• **To do**: Would you return the lines between the one holding "gravel ground in the image above." and the one holding "taillight in the image above.", inclusive, and only those, exactly as they stand in the listing below?
******************************
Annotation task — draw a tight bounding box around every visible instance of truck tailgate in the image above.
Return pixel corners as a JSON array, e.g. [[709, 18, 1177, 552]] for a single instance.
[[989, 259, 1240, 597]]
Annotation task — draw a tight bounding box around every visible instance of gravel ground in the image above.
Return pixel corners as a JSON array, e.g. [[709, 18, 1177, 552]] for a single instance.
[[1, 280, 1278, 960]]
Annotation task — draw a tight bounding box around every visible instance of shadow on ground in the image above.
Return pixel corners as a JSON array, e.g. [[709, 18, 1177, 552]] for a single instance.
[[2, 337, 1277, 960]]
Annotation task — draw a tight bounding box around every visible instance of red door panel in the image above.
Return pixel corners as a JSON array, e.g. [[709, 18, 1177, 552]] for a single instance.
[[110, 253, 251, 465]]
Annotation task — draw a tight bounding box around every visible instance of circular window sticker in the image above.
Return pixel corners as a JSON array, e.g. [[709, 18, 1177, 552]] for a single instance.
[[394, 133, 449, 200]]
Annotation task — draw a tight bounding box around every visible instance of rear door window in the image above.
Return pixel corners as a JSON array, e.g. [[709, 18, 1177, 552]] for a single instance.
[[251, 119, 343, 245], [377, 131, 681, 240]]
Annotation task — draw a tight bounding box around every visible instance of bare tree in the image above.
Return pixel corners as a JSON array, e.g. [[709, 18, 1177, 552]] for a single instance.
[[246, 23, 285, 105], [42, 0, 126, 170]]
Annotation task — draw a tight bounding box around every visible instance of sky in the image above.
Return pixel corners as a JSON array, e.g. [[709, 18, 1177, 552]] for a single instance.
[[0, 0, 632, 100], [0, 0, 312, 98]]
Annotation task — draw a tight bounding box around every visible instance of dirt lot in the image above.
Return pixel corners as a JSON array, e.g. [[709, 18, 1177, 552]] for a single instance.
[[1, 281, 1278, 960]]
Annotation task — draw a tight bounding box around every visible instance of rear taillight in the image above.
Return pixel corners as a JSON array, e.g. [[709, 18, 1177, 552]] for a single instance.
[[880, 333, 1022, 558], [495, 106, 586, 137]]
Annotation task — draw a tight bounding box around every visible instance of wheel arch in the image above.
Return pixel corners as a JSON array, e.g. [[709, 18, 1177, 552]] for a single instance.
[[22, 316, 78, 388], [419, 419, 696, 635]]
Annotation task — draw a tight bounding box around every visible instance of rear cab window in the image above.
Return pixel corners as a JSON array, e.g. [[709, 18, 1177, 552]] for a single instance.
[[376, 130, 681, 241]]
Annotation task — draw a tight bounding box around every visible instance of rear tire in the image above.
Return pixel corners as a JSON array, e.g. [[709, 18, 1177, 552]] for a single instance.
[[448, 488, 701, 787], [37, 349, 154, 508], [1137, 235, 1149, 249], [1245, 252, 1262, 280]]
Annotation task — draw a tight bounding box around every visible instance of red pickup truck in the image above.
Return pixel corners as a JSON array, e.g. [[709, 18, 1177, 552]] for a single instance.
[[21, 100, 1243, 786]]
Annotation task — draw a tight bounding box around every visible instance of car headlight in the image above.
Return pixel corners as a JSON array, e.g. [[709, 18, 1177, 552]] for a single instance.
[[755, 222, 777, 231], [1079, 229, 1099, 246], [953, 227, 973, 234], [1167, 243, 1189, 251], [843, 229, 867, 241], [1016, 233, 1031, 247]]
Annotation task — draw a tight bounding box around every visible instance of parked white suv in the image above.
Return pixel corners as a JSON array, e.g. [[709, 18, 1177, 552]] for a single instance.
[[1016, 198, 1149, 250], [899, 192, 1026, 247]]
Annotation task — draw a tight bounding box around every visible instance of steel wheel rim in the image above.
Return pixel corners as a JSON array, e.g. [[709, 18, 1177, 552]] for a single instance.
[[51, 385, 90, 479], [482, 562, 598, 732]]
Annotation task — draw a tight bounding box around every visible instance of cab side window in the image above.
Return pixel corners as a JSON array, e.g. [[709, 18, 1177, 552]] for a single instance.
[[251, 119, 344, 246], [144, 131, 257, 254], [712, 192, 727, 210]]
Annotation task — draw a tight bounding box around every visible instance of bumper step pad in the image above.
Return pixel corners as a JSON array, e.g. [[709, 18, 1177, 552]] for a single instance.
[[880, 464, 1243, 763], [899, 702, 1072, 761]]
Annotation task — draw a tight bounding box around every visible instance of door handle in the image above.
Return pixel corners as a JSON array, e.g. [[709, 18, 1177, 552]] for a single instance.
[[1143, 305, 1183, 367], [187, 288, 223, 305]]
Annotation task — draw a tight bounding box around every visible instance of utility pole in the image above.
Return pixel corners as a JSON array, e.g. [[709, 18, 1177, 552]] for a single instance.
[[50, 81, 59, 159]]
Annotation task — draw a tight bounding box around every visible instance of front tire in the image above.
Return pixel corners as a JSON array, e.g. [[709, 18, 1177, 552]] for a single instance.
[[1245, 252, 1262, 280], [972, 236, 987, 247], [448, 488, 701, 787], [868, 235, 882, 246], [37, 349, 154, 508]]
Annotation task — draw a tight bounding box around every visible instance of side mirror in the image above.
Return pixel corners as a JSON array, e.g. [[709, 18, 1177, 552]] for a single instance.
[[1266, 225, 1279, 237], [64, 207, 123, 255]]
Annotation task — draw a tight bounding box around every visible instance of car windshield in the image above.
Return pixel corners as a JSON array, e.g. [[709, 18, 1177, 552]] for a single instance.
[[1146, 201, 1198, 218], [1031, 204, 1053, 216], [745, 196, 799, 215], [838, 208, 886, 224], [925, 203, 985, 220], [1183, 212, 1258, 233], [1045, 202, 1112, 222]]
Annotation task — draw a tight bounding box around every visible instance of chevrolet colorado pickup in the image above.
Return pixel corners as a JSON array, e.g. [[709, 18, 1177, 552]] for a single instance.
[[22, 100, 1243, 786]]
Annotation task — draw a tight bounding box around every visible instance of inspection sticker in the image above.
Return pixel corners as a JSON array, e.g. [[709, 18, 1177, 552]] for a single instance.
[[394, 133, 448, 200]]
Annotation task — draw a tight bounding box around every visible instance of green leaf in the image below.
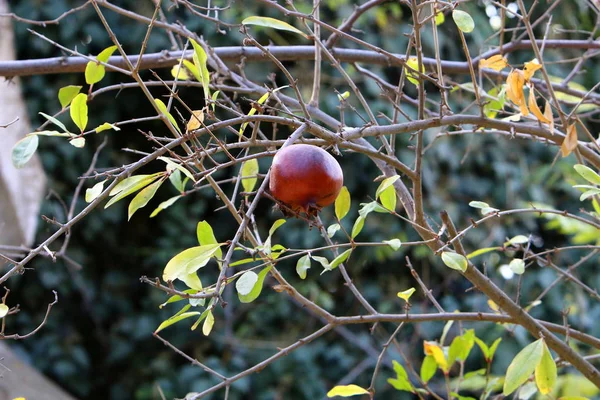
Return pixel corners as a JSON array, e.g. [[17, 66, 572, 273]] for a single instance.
[[503, 338, 545, 395], [535, 341, 556, 394], [474, 337, 490, 360], [337, 91, 350, 101], [268, 219, 286, 237], [441, 252, 468, 272], [505, 235, 530, 246], [435, 11, 445, 26], [397, 287, 415, 302], [69, 137, 85, 148], [242, 16, 309, 39], [0, 304, 9, 318], [85, 45, 117, 85], [448, 329, 475, 365], [453, 10, 475, 33], [327, 223, 341, 238], [85, 180, 106, 203], [326, 384, 369, 397], [128, 178, 164, 220], [388, 360, 415, 392], [509, 258, 525, 275], [420, 355, 437, 383], [95, 122, 120, 133], [39, 112, 69, 132], [150, 196, 182, 218], [163, 244, 222, 282], [11, 135, 39, 169], [236, 271, 258, 296], [241, 159, 259, 193], [70, 93, 88, 133], [189, 39, 211, 99], [296, 255, 311, 279], [58, 85, 82, 108], [484, 86, 506, 119], [574, 164, 600, 185], [29, 130, 71, 137], [155, 311, 202, 333], [335, 186, 351, 220], [327, 249, 352, 271], [580, 188, 600, 201], [351, 215, 366, 239], [488, 338, 502, 361], [180, 271, 203, 291], [238, 265, 272, 303], [376, 176, 400, 198], [384, 239, 402, 250], [311, 255, 330, 270], [202, 310, 214, 336], [154, 98, 181, 134], [106, 173, 162, 208], [379, 185, 397, 211], [158, 157, 196, 183]]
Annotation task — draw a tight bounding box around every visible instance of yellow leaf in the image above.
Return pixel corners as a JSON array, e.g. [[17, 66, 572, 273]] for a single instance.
[[397, 287, 416, 302], [423, 341, 448, 372], [506, 69, 528, 116], [544, 101, 554, 134], [561, 124, 578, 157], [171, 64, 191, 80], [326, 384, 369, 397], [405, 57, 424, 87], [523, 59, 542, 82], [187, 110, 205, 131], [528, 87, 551, 123], [488, 299, 500, 312], [535, 341, 557, 394], [480, 54, 509, 71]]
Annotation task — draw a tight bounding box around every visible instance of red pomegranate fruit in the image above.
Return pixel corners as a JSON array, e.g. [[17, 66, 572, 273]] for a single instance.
[[269, 144, 343, 216]]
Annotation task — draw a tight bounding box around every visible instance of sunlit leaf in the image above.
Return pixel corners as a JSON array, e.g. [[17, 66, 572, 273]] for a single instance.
[[85, 180, 106, 203], [388, 360, 415, 392], [236, 271, 258, 296], [335, 186, 351, 220], [327, 223, 341, 238], [405, 57, 424, 86], [435, 11, 445, 26], [351, 215, 366, 239], [296, 255, 311, 279], [326, 249, 352, 271], [523, 59, 542, 82], [424, 341, 448, 372], [337, 91, 350, 101], [39, 112, 69, 132], [154, 98, 181, 134], [420, 355, 437, 383], [528, 88, 551, 123], [95, 122, 120, 133], [544, 101, 554, 134], [202, 310, 214, 336], [509, 258, 525, 275], [238, 265, 272, 303], [241, 159, 259, 193], [484, 86, 506, 119], [561, 124, 578, 157], [239, 91, 270, 137], [70, 93, 88, 133], [0, 304, 9, 318], [397, 287, 416, 302], [503, 338, 544, 395], [441, 252, 468, 272], [163, 244, 222, 282], [384, 238, 402, 250], [506, 69, 528, 116], [69, 137, 85, 148], [535, 341, 557, 394], [574, 164, 600, 185], [11, 135, 39, 169], [326, 384, 369, 397], [128, 178, 164, 220], [505, 235, 530, 246], [190, 39, 211, 99], [480, 55, 508, 71], [242, 16, 309, 39], [171, 63, 191, 80], [155, 310, 201, 333], [58, 85, 82, 109], [452, 10, 475, 33], [159, 157, 196, 183]]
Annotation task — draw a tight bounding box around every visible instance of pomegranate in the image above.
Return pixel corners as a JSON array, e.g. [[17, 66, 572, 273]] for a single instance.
[[269, 144, 343, 216]]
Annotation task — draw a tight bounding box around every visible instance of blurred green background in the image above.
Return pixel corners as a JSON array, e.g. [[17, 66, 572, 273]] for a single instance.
[[6, 0, 600, 399]]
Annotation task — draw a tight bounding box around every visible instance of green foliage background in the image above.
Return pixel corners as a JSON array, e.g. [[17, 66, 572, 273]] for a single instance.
[[6, 0, 600, 399]]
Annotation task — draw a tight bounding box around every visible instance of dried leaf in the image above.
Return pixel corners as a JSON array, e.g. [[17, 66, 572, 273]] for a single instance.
[[506, 69, 529, 116], [187, 110, 205, 131], [544, 101, 554, 134], [528, 87, 551, 123], [480, 54, 509, 71], [523, 59, 542, 82], [561, 124, 578, 157]]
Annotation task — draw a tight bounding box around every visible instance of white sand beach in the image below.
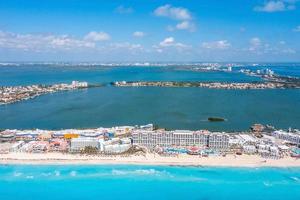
******************************
• **Expected output**:
Annotation task — draw a tight bounding box around every visible instance of gravel ground in the image above.
Return pixel corners as a JSON array, e.g. [[709, 18, 1177, 552]] for a single instance.
[[1, 280, 1278, 960]]
Annotation task — draw a tight bounding box around every visible instance of shadow on ground in the image above.
Return pixel corners as a JSON array, e.g. [[709, 18, 1177, 552]] for a single instance.
[[2, 337, 1277, 960]]
Annotation task — draw a tight bounding box around every visible instance of red door panel in the image above.
Return pixel corners as a JSON array, e.g. [[709, 18, 1177, 552]] for a single instance.
[[110, 253, 251, 465]]
Annotation task — draw a tight bounding box around every visible instance of circular window sticker in the image above.
Return pixel corners as a JSON array, e.g. [[709, 18, 1177, 552]] for a single instance.
[[394, 133, 449, 200]]
Annotation task — draw a tight bounding box around every visible instance of rear door window in the image above.
Return pixel corners as a JSON array, e.g. [[709, 18, 1177, 552]] for a single instance.
[[251, 119, 343, 245], [377, 131, 681, 240]]
Annotation task — draw a tight bounding box around every visible instance of bare tree in the image above.
Return pixel corners as a JSON array, e.g. [[709, 18, 1177, 552]] for a single instance.
[[246, 23, 285, 105], [42, 0, 126, 170]]
Annotation task — draw a tight bounding box around every visible instance of sky in the image above.
Return pixel corners as a JSON array, e.g. [[709, 18, 1177, 552]] for a single instance.
[[0, 0, 632, 100], [0, 0, 312, 98]]
Annotation task — draw a tight bounding box around every visible instance of dirt lot in the image above.
Return pixel corners as a JSON array, e.g. [[709, 18, 1177, 552]] for a single instance.
[[1, 281, 1278, 960]]
Annotation task — draw a tight bounding box around every visible instance of rear taillight in the image above.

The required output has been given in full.